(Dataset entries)
============
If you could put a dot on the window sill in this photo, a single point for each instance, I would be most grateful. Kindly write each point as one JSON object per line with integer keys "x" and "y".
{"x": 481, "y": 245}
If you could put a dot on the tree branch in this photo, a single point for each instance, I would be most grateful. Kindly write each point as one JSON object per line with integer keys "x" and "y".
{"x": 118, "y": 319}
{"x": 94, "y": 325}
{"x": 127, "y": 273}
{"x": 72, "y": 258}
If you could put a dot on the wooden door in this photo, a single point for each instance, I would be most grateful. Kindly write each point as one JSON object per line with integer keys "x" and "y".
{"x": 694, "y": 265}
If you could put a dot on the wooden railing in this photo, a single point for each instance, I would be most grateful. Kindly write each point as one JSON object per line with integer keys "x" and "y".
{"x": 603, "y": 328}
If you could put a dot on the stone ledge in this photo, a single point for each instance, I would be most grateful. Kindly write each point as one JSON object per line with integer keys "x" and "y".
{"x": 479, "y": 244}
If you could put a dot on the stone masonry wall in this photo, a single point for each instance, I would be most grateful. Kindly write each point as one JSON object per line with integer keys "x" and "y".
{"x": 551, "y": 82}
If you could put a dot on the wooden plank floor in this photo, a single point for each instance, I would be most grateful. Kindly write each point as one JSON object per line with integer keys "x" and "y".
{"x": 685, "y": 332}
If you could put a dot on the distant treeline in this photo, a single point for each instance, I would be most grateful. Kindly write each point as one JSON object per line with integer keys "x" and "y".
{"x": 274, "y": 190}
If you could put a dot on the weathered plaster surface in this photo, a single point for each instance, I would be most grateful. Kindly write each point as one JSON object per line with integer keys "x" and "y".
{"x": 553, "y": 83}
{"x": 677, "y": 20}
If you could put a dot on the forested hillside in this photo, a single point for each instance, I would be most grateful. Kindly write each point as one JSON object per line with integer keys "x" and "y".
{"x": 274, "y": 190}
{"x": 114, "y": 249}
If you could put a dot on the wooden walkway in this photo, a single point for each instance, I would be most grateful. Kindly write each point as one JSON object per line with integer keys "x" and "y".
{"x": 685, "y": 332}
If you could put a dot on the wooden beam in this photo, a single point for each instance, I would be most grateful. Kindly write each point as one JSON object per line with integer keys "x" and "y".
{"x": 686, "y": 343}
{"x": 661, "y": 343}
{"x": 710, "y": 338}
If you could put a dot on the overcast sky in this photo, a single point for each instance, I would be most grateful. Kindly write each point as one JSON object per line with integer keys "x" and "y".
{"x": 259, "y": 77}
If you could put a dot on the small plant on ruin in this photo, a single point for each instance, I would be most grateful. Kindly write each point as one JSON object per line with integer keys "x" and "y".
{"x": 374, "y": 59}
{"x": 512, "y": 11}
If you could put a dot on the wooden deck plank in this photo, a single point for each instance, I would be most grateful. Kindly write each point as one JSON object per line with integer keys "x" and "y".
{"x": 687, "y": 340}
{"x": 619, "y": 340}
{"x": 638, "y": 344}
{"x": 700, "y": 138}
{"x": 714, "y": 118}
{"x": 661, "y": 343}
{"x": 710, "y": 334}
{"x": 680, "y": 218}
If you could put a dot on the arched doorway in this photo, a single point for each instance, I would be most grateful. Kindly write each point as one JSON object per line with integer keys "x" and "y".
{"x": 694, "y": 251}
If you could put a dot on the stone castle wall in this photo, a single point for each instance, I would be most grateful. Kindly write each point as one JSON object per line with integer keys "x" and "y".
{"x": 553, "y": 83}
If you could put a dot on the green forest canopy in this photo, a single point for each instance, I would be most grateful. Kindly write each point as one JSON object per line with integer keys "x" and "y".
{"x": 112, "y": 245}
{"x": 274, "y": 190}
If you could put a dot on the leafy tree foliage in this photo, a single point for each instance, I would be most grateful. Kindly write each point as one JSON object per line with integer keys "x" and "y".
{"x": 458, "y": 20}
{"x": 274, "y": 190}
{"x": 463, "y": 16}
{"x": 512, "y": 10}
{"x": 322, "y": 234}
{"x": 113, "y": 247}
============
TASK = In full and without alteration, write out the data above.

THE ANSWER =
If you could put a dot on the window sill in this photo, a single point for each instance, I would be most grateful. Kindly write each point as one JSON object per line with integer keys "x" and "y".
{"x": 481, "y": 245}
If you could put a dot on the tree branch in this photo, a single point for each instance, I would be most grateful. Kindly write each point as one JSON object per line with integer keys "x" and "y".
{"x": 118, "y": 319}
{"x": 94, "y": 325}
{"x": 127, "y": 273}
{"x": 72, "y": 258}
If you could put a dot on the wooden door in this photo, a single point for each instance, I would be most grateful. Kindly write each point as one JSON object per line with integer keys "x" and "y".
{"x": 694, "y": 265}
If you could put a dot on the wooden railing in this photo, a single point for each instance, I would be most grateful. Kindly write each point as one JSON object per line with integer keys "x" and "y".
{"x": 603, "y": 328}
If you could put a dot on the stone ledge in this photo, a single point for each instance, I would be most grateful. Kindly write each point as one JSON object per line with integer keys "x" and "y".
{"x": 479, "y": 244}
If you could put a dot on the stone masonry wall in this photo, a single point for each instance, I would be most grateful. Kindly write each point as one JSON object per line with integer keys "x" and "y".
{"x": 551, "y": 82}
If you could put a dot on the wooden plank floor in this photo, a single point for each instance, I would be most grateful. Kindly write each point as one JSON object per line with integer keys "x" and "y".
{"x": 685, "y": 332}
If you could put a dot on the distant treeline in this photo, a single point for each instance, I would be most grateful. Kindly write each point as one JSON object per line with integer keys "x" and "y".
{"x": 274, "y": 190}
If you could put a dot on the weathered plaster surface in this photo, a single point for each instance, I would be most grateful. Kindly write each point as one JSON object per line with integer keys "x" and "y".
{"x": 553, "y": 83}
{"x": 677, "y": 20}
If you could put a dot on the forested hillside in this photo, a single point for each instance, I would be most grateful. Kindly write each point as one JSON object per line with integer keys "x" and "y".
{"x": 274, "y": 190}
{"x": 114, "y": 249}
If you could put a dot on the wooden walkway in this photo, a single point for each instance, I would be most grateful. Kindly write each point as one JSON object per line with integer keys "x" and "y".
{"x": 685, "y": 332}
If you could put a dot on the wooden beam in this photo, a single point for each instance, I would be most grateful. Kindly write each point as one JSON object per line with integer keys "x" and "y".
{"x": 686, "y": 343}
{"x": 661, "y": 343}
{"x": 710, "y": 338}
If you could put a dot on the overcast sky in this photo, a single point for each instance, I would be most grateful. Kindly write each point as one JSON object per line with integer keys "x" and "y".
{"x": 259, "y": 77}
If you could put a dot on the small plant on ruin in this photo, a single point for each instance, I would be most grateful. Kindly write each point as one JSON object per line with integer keys "x" and "y".
{"x": 374, "y": 59}
{"x": 512, "y": 11}
If you could put a dot on the wooden deck plank in this photo, a single point for each instance, I would be most grateful. Kindly write each point as one JSON object per line with integer keys "x" and "y".
{"x": 687, "y": 340}
{"x": 619, "y": 340}
{"x": 638, "y": 344}
{"x": 700, "y": 138}
{"x": 714, "y": 118}
{"x": 661, "y": 343}
{"x": 710, "y": 334}
{"x": 680, "y": 218}
If you could put a dot on the arched doorway in this photo, a single point for each instance, I would be most grateful. Kindly write each point as one JSON object per line with integer keys "x" and "y".
{"x": 694, "y": 251}
If you could put a dot on the stone castle wall in this photo, a single point for each instance, I would be most grateful. Kindly write each point as one JSON object per line with integer keys "x" and "y".
{"x": 553, "y": 83}
If you could put a dot on the green forest canopy in this photo, a single point for each instance, I would be most grateful. Kindly write each point as one JSON object per line with integer keys "x" and "y".
{"x": 112, "y": 245}
{"x": 274, "y": 190}
If you could put a dot on the leafy tree foliage in this photo, a single point for each instance, I would be most grateful. Kindly write each point as one JSON object per line with integer keys "x" and "y".
{"x": 458, "y": 20}
{"x": 274, "y": 190}
{"x": 463, "y": 16}
{"x": 512, "y": 10}
{"x": 322, "y": 234}
{"x": 113, "y": 247}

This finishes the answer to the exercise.